[Start]
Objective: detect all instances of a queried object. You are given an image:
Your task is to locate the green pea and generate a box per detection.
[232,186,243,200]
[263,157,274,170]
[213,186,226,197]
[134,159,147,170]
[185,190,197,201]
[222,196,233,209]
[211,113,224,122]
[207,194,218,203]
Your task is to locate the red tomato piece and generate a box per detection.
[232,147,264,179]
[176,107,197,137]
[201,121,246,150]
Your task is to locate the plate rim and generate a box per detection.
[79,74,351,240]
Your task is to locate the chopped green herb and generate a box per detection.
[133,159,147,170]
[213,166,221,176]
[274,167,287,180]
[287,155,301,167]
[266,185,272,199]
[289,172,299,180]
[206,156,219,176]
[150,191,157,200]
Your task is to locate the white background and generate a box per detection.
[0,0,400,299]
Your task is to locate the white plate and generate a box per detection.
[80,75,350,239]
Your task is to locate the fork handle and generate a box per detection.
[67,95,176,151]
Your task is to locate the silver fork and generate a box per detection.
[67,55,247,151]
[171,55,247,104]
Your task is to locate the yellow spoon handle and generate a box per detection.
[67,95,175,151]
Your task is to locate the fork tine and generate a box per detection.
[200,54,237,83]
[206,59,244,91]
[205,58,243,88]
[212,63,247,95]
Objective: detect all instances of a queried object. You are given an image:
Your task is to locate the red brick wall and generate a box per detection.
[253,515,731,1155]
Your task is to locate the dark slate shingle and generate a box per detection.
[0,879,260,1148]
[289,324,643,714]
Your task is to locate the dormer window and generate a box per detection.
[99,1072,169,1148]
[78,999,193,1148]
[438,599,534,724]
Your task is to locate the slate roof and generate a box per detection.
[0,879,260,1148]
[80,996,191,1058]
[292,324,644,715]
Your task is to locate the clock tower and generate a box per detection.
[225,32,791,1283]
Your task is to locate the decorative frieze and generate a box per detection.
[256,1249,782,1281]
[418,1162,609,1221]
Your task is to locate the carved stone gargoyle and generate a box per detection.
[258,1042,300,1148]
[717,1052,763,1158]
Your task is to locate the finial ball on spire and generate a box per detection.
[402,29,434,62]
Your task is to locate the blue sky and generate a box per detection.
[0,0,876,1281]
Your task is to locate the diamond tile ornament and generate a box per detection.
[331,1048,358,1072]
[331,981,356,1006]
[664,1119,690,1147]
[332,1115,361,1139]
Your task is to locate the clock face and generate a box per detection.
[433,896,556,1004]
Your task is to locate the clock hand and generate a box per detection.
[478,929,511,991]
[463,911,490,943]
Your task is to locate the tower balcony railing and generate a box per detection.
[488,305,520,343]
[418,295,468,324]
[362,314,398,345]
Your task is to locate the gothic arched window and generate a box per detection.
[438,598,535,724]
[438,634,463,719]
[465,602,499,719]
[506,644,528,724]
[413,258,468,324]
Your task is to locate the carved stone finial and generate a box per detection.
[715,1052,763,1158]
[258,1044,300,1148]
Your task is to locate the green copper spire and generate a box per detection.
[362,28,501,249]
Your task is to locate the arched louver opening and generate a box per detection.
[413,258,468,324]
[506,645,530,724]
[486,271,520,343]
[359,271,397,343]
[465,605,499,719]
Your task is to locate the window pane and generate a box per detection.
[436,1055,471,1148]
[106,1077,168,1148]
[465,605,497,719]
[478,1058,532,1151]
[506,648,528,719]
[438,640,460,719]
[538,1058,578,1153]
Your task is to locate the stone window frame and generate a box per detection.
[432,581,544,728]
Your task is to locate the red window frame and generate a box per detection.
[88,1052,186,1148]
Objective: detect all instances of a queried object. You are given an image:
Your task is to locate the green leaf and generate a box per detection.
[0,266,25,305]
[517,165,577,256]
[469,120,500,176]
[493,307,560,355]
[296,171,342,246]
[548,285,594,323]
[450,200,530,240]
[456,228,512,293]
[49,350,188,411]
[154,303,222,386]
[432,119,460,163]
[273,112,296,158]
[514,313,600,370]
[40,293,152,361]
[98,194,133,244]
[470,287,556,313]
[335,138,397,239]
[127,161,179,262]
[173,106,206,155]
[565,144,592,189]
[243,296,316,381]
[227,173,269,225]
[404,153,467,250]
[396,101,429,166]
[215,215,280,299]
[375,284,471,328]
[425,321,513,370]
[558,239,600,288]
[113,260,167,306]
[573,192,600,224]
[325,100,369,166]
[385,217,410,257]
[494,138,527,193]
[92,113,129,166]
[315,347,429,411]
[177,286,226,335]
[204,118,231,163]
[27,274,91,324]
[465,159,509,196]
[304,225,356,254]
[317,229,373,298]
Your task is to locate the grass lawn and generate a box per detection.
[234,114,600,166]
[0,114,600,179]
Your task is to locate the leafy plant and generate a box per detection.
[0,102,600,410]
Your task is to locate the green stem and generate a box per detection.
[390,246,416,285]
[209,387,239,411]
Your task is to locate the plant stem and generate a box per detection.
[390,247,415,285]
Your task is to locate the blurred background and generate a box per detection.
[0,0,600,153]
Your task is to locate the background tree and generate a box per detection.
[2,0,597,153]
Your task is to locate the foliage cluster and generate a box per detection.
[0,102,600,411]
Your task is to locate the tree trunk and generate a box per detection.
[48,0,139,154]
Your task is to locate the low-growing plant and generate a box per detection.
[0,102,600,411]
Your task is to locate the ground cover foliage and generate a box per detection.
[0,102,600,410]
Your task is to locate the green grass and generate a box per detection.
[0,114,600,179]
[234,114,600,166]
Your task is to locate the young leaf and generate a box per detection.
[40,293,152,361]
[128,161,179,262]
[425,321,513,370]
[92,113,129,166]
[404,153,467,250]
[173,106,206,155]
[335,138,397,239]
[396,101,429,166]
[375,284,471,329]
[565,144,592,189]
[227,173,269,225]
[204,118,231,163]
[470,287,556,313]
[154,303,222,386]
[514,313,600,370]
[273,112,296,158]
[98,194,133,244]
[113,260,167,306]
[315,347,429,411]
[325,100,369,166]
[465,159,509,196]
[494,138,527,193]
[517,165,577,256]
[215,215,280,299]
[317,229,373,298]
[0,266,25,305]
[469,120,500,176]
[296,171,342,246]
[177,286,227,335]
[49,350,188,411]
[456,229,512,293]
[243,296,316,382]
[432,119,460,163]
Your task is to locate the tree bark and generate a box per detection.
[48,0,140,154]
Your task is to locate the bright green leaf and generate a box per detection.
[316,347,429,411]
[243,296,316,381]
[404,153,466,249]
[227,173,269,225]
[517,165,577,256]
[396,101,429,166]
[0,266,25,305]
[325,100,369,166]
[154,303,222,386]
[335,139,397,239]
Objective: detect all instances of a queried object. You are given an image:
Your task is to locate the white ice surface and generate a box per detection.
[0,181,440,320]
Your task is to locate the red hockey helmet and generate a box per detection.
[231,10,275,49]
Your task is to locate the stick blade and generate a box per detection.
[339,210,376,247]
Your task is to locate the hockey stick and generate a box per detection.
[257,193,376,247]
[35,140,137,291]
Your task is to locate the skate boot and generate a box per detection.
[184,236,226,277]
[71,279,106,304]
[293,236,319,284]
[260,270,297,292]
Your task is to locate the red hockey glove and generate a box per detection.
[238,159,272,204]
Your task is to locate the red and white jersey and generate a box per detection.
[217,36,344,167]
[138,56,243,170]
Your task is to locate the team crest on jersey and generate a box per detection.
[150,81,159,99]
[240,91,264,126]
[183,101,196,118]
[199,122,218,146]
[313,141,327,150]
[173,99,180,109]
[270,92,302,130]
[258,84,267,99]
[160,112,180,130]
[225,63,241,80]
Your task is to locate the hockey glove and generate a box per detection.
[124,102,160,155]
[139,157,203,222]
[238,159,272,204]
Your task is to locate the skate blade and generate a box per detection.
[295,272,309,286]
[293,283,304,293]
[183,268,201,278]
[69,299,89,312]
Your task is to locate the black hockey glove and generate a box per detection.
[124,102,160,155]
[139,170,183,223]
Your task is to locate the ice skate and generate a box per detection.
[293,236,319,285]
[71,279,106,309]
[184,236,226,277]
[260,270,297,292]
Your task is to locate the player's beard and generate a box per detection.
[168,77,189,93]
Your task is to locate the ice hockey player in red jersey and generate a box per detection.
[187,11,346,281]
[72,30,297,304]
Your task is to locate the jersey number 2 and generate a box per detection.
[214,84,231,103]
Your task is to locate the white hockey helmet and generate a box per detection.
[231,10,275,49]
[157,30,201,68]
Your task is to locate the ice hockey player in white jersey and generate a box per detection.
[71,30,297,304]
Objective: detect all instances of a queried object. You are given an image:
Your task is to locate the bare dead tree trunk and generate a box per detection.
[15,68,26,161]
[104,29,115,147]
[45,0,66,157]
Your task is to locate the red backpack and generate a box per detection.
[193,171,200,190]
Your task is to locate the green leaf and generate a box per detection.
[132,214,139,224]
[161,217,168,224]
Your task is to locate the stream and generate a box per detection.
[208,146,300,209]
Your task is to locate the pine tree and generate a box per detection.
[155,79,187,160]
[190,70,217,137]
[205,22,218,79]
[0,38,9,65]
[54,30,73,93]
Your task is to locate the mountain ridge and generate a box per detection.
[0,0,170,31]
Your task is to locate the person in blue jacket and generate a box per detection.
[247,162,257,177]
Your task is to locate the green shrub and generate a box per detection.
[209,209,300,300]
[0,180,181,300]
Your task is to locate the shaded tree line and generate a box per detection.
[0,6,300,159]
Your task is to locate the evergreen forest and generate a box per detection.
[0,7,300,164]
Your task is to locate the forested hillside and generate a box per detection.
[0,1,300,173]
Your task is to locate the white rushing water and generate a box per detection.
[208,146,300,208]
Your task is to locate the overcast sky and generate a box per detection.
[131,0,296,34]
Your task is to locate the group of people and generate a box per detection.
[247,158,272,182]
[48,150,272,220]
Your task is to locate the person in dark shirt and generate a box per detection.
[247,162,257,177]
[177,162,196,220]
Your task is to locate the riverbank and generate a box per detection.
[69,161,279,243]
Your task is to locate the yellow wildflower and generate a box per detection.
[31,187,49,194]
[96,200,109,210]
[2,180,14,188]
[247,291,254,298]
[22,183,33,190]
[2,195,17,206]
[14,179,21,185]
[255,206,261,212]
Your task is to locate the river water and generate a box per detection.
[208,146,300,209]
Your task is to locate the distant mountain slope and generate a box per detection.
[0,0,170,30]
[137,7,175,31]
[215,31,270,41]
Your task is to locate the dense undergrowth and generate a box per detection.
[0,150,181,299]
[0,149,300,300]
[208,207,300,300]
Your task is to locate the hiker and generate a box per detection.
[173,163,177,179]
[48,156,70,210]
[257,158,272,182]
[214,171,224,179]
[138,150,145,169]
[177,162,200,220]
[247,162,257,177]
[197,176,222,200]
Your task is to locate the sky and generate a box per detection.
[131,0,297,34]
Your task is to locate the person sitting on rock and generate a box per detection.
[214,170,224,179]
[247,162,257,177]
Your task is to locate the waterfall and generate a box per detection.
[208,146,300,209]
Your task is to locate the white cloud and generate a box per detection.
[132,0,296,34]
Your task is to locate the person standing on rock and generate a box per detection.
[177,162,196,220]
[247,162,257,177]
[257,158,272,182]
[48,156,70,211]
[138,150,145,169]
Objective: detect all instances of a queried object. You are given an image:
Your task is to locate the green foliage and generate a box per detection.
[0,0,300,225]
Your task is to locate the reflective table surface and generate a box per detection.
[End]
What is needed
Rewrite the records from the line with "Your task is to locate the slate" up to and including the line with "[465,605,499,719]" as a Markdown table with the columns Row and Line, leaving out blank lines.

Solution for this task
| Row | Line |
|---|---|
| 1 | Your task is to locate the slate roof and generate a box per detection. |
| 2 | [0,879,260,1148] |
| 3 | [80,996,191,1058] |
| 4 | [292,324,644,715] |
| 5 | Your task is to locate the clock tower and generate a box per detection. |
| 6 | [225,32,791,1283] |
| 7 | Your task is to locate the decorative frieze and generate a box per detection. |
| 8 | [256,1249,782,1281] |
| 9 | [418,1162,609,1221] |
| 10 | Your task is to locate the carved stone gargoyle and generate a box per detection. |
| 11 | [258,1042,300,1148] |
| 12 | [717,1052,763,1158] |
| 13 | Your task is to locate the finial ball on spire and generate a box per detection. |
| 14 | [402,29,434,62] |
| 15 | Your task is to locate the blue sky and generate a box per detection. |
| 16 | [0,0,876,1281] |
| 17 | Your task is to locate the diamond tile ornament and generate a box per detection. |
| 18 | [331,1048,358,1072] |
| 19 | [331,981,356,1006] |
| 20 | [664,1119,690,1147] |
| 21 | [332,1115,361,1139] |
| 22 | Your task is to locate the clock face and generate a box per detection. |
| 23 | [433,896,556,1004] |
| 24 | Your task is to locate the clock hand and generate a box per detection. |
| 25 | [478,929,511,991] |
| 26 | [463,911,490,943] |
| 27 | Your task is to locate the tower balcony railing and generate a box per detection. |
| 28 | [488,305,520,343] |
| 29 | [418,295,468,324] |
| 30 | [362,314,398,345] |
| 31 | Your task is to locate the gothic arched window and generate a box per detection. |
| 32 | [438,598,535,724] |
| 33 | [438,634,463,719] |
| 34 | [465,602,499,719] |
| 35 | [506,644,528,724] |
| 36 | [413,258,468,324] |
| 37 | Your task is to locate the carved stone finial and generate a box per detection. |
| 38 | [715,1052,763,1158] |
| 39 | [258,1044,300,1148] |
| 40 | Your task is to locate the green copper spire and generate a box per detection. |
| 41 | [362,28,501,249] |
| 42 | Your task is to locate the arched louver opening and generate a box per detection. |
| 43 | [413,258,468,324] |
| 44 | [506,645,530,724] |
| 45 | [486,271,520,343] |
| 46 | [359,271,397,343] |
| 47 | [465,605,499,719] |